MATERIAL SUPPLIED:
►
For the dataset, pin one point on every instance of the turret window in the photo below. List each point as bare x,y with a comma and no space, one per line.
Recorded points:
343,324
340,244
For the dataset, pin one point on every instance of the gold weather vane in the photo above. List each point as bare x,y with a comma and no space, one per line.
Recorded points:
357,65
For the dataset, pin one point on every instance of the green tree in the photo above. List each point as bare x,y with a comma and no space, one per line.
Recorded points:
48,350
◄
►
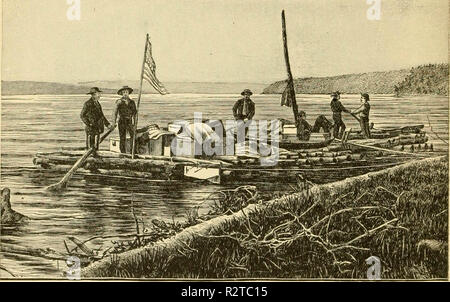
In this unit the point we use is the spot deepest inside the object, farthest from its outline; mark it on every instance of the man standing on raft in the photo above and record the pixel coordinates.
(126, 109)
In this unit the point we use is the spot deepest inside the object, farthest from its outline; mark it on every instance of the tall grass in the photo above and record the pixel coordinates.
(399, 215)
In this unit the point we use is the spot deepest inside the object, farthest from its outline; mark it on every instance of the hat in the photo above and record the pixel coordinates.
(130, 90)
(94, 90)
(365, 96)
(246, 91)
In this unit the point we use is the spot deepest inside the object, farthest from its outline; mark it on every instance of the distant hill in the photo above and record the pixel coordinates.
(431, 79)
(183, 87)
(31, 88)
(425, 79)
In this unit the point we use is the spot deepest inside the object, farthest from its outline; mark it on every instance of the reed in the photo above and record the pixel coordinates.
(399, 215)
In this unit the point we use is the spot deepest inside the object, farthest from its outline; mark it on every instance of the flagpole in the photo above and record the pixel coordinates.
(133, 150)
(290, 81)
◄
Within the listing, how many lines hold the string "each"? State that number alone.

3